**Supplied data**.
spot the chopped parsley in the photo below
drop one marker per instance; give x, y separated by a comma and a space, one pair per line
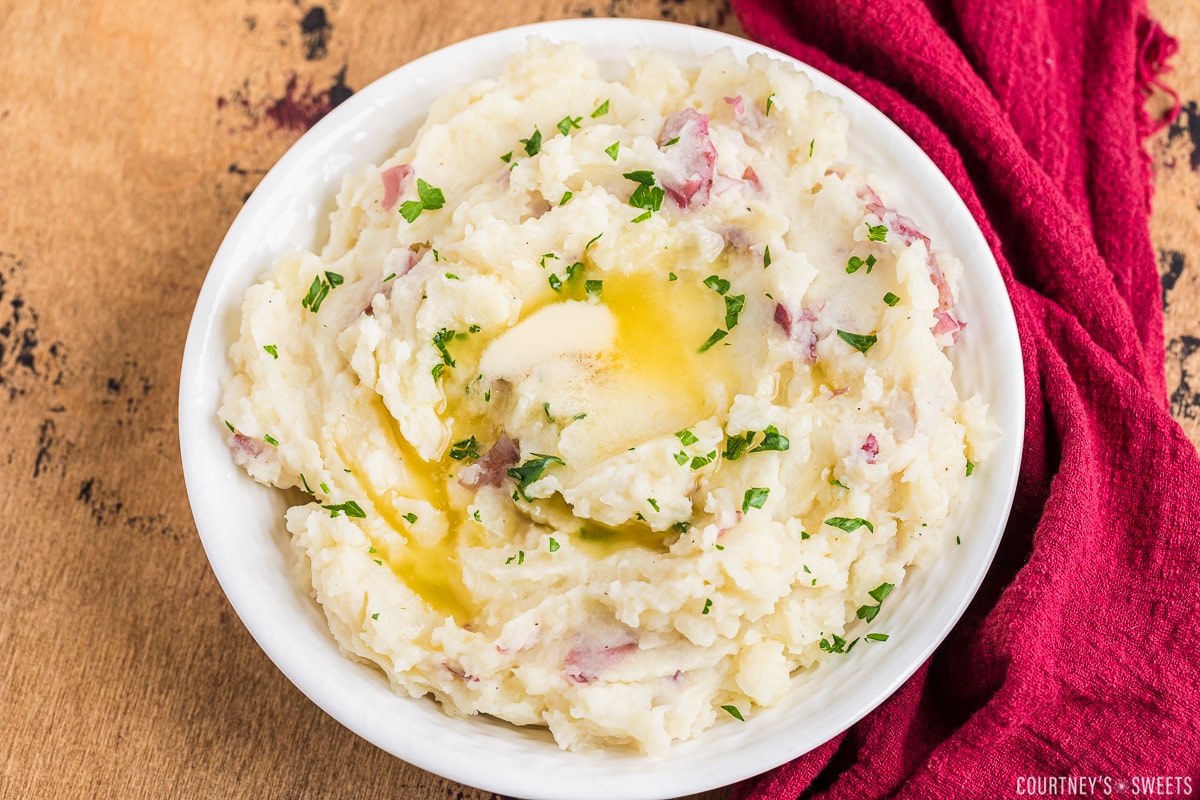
568, 122
319, 289
533, 144
733, 306
430, 198
861, 342
850, 524
741, 444
351, 509
877, 594
754, 498
466, 449
441, 340
855, 264
531, 470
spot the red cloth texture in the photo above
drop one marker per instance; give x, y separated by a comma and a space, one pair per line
1079, 656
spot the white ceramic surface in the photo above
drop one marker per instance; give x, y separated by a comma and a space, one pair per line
241, 525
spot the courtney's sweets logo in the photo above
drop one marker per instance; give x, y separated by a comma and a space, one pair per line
1085, 786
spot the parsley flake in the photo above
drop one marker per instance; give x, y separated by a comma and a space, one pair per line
568, 122
732, 710
467, 449
754, 498
850, 524
861, 342
351, 509
531, 470
533, 144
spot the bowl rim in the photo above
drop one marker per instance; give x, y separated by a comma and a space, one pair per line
496, 756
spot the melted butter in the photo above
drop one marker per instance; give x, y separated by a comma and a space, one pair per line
431, 571
658, 382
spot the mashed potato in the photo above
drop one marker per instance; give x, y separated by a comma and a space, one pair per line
615, 402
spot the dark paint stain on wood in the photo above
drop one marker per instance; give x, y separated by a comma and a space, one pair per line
297, 109
24, 359
1187, 125
1185, 398
1170, 263
315, 31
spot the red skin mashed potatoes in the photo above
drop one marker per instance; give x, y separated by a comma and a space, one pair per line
615, 402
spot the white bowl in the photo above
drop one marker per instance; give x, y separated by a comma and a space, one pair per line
241, 525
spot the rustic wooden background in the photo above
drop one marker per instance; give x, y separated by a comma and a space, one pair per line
130, 134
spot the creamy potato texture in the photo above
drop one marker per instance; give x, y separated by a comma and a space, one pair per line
613, 402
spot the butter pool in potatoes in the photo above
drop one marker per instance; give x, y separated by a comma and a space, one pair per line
612, 403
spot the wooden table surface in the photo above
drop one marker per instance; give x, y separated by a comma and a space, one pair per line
130, 136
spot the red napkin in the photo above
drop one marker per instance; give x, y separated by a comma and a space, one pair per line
1079, 656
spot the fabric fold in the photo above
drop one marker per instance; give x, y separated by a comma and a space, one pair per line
1079, 654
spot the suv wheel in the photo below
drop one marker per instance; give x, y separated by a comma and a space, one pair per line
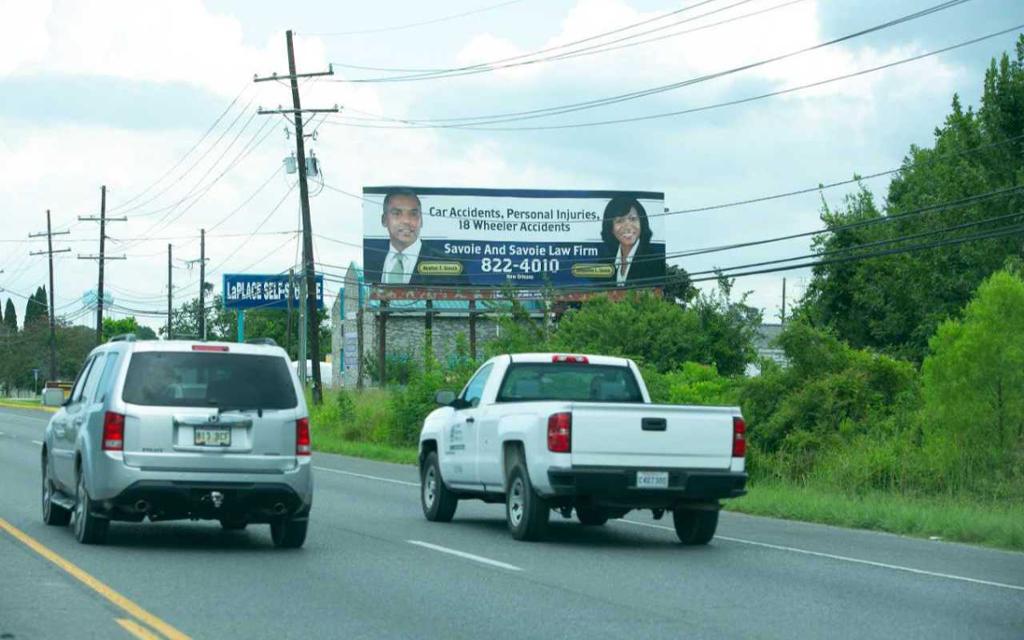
525, 512
437, 501
88, 528
695, 526
53, 514
288, 534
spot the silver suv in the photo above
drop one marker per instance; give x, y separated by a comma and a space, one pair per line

**Written task**. Render every line of the items above as a JSON list of strings, one string per line, with blank lines skipped and the pictures left out.

**Result**.
[
  "spot the chopped parsley in the photo below",
  "drop one marker per instance; give x, y separated by a comma and a space, one pair per line",
  "568, 122",
  "319, 289",
  "533, 144",
  "733, 306",
  "430, 198",
  "861, 342",
  "850, 524",
  "741, 444",
  "351, 509",
  "877, 594",
  "754, 498",
  "466, 449",
  "441, 340",
  "855, 264",
  "531, 470",
  "spot the red cloth texture in the photo above",
  "drop one marker per instance; give x, y separated by a comma and a space, one pair per line",
  "1079, 656",
  "spot the white ceramic surface in the photo above",
  "drop one marker per instance; give x, y separated by a comma and a space, one pair per line",
  "241, 525",
  "spot the courtney's sweets logo in the photo above",
  "drop one marker per instance; give x, y separated by a comma and a space, one pair per line",
  "1085, 786",
  "spot the parsley flake in the photo above",
  "drop one marker per instance; give x, y separated by a comma and a space, one pair per line",
  "568, 122",
  "732, 710",
  "467, 449",
  "754, 498",
  "850, 524",
  "861, 342",
  "351, 509",
  "531, 470",
  "533, 144",
  "spot the bowl rim in the photo above",
  "drop one marker per instance; give x, y separated by a comma and a space, one pair per line",
  "496, 756",
  "spot the melted butter in the photo above",
  "drop one marker per instance; give x, y separated by a comma and a space, one pair per line",
  "431, 571",
  "658, 382",
  "spot the mashed potato in the photo above",
  "drop one marker per instance; give x, y separated by a comma and a space, one pair per line",
  "615, 402",
  "spot the dark paint stain on wood in the photo above",
  "drop one marker per instance; give x, y separated by a comma and a space, one pair per line",
  "297, 109",
  "24, 359",
  "1187, 125",
  "1185, 398",
  "1170, 263",
  "315, 31",
  "spot the red skin mashed potatoes in the photo above",
  "drop one marker per instance; give x, y separated by a comma and a space, one pair per line",
  "615, 402",
  "spot the white bowl in the photo above",
  "drop one marker per instance; give x, y separated by a comma and a space, one pair per line",
  "241, 525",
  "spot the rustic wooden background in the photo above",
  "drop one marker per instance; give x, y separated by a comma and a space, one pair per line",
  "130, 134",
  "spot the creamy potato texture in the photo above",
  "drop one marker per instance; give x, y separated by a comma and a space, one pair per line",
  "613, 402",
  "spot the butter pool in potatoes in the photo above",
  "drop one marker per instance; give x, y separated by a comma and a space, one pair per line",
  "612, 403",
  "spot the wooden table surface in the photo above",
  "drop one marker per instance; give x, y separated by a comma and a space, one pair per line",
  "130, 136",
  "spot the red napkin in the photo above",
  "drop one marker per instance; give x, y separated by a comma and a space, one pair per line",
  "1079, 656",
  "spot the fabric fold in the photo above",
  "drop one marker per instance; give x, y separated by a comma and a space, one pair per line",
  "1079, 654",
  "spot the suv wheel in the photo below",
  "drop one marker per instance; give x, y separated by a comma and a space, one pair per line",
  "525, 512",
  "437, 501",
  "88, 528",
  "695, 526",
  "53, 514",
  "288, 534",
  "spot the silver suv in the photo above",
  "drop one marker per instance; give x, y separated by a comma and a space, one pair per line"
]